-------- INFORMATION SUPPLIED --------

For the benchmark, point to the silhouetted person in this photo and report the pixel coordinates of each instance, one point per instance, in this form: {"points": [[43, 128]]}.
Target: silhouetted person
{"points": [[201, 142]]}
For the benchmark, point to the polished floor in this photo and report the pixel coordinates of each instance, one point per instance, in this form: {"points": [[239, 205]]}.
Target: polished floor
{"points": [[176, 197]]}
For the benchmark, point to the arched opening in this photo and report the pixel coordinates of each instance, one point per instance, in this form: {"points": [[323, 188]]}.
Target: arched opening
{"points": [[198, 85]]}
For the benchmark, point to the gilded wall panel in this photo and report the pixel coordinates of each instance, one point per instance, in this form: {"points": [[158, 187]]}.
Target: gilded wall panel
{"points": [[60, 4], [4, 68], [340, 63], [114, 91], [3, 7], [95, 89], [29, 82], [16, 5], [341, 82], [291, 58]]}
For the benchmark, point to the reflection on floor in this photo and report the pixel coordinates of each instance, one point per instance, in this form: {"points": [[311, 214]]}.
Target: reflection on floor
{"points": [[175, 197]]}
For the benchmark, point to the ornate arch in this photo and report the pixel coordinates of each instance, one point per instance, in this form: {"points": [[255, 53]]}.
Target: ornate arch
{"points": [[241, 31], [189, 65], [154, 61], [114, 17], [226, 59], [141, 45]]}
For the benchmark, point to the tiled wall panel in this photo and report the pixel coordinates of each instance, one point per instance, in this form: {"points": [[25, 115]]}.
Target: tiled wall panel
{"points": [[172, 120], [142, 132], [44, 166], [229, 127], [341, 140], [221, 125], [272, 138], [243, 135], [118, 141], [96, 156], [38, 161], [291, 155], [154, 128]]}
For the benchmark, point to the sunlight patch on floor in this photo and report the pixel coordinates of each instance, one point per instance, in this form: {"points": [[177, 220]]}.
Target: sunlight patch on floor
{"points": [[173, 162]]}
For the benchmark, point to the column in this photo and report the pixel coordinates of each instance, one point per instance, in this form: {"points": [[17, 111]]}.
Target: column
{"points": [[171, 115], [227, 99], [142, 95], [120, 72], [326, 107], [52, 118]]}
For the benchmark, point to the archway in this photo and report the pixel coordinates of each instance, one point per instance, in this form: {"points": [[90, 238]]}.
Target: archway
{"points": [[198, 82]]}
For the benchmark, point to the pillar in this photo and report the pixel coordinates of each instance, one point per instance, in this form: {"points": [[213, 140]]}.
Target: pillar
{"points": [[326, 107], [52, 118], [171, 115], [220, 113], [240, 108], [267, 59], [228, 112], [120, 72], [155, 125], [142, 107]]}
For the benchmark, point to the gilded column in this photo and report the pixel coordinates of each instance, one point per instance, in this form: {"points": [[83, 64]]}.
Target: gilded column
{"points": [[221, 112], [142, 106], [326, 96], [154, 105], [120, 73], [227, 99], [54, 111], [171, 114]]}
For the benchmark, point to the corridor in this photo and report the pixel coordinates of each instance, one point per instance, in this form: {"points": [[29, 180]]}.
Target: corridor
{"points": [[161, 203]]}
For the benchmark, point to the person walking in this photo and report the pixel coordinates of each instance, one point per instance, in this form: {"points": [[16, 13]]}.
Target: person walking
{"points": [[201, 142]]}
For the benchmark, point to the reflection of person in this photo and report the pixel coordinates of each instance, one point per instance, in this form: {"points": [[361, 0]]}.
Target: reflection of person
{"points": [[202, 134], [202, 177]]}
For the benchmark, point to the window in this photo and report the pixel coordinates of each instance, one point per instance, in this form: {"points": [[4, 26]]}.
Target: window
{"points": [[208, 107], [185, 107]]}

--------

WORK REQUIRED:
Extract the entries above verbatim.

FINISHED ANSWER:
For the benchmark, point to the silhouetted person in this photo and report the pixel coordinates of each instance, one point per instance, in this form: {"points": [[43, 128]]}.
Target: silhouetted person
{"points": [[201, 142]]}
For the benchmark, point to the polished floor in this photo and report the pixel coordinates of each instance, one point per instance, in this form: {"points": [[239, 205]]}.
Target: polished floor
{"points": [[176, 197]]}
For the benchmark, point to the arched opening in this photo and report the pixel coordinates of each instance, one point per instance, in this form: {"points": [[323, 188]]}.
Target: arched opening
{"points": [[198, 85]]}
For the benchmark, point to the gilded wall panel in this photo and report the pixel coordinates of each instance, one point per instance, in this form: {"points": [[158, 187]]}.
Target: gilded wall panel
{"points": [[60, 4], [4, 68], [340, 63], [114, 91], [3, 7], [95, 89], [29, 82], [16, 5], [341, 82], [291, 58]]}
For the benchmark, point to the reflection on floor in this photo and report the pixel coordinates of each instance, one point per instance, in this form: {"points": [[311, 214]]}.
Target: reflection on floor
{"points": [[175, 197]]}
For the benchmark, point to the ornate arch in this photo and report the pixel coordinates of each instance, one point per instance, in this form: {"points": [[255, 53]]}.
Target: ornate arch
{"points": [[241, 31], [189, 65], [154, 61], [114, 17], [226, 59], [141, 45]]}
For the benchmark, point to the tiled wall panel in this photo and report the pixel coordinates of each instance, one point per instance, in this form: {"points": [[25, 115]]}.
Target: tiled wall panel
{"points": [[172, 120], [142, 132], [44, 166], [229, 127], [341, 140], [221, 125], [272, 138], [243, 135], [118, 141], [96, 156], [38, 161], [291, 155], [154, 128]]}
For the benchmark, point to the sunlight patch on floor in this photo and report the pixel coordinates of each instance, one point per instance, in this form: {"points": [[177, 220]]}.
Target: sunlight patch on floor
{"points": [[173, 162]]}
For the benchmark, point to the column in this photo and report the pixel coordinates of each instance, one point per instance, in this form: {"points": [[17, 111]]}.
Target: column
{"points": [[171, 115], [227, 99], [142, 95], [120, 72], [326, 107], [52, 118]]}
For the benchmark, point to the archway in this photo and report the pixel coordinates of each instance, one point per instance, in this form: {"points": [[90, 238]]}.
Target: archway
{"points": [[198, 82]]}
For the benchmark, point to the pillar in this photo and report the pixel coordinates of each instance, one point per instance, in this form: {"points": [[213, 140]]}.
Target: pillar
{"points": [[326, 107], [52, 118], [171, 115], [220, 113], [240, 108], [267, 59], [228, 112], [120, 72], [155, 125], [142, 107]]}
For the benchmark, point to the gilded column in this photo and report the pixel coordinates of each instance, one point per instance, in this form: {"points": [[83, 64]]}.
Target: gilded column
{"points": [[221, 112], [142, 106], [326, 96], [154, 105], [120, 73], [227, 99], [54, 111], [171, 114]]}
For the benchmark, point to the corridor in this photo and report the pixel coordinates of each instance, one point per instance, in this form: {"points": [[29, 180]]}.
Target: corridor
{"points": [[161, 203]]}
For the benchmark, point to the person walking in this photo and report the pixel coordinates of each instance, one point per instance, in this form: {"points": [[16, 13]]}.
Target: person walking
{"points": [[201, 142]]}
For the benchmark, point to the reflection of person in this photo and report the pixel coordinates of each instance, one point per instance, in this form: {"points": [[361, 0]]}.
Target: reflection of person
{"points": [[202, 134], [202, 177]]}
For the benchmark, point to the window in this photo and report the pixel coordinates of each instance, one point per instance, in this form: {"points": [[4, 26]]}.
Target: window
{"points": [[208, 107], [185, 107]]}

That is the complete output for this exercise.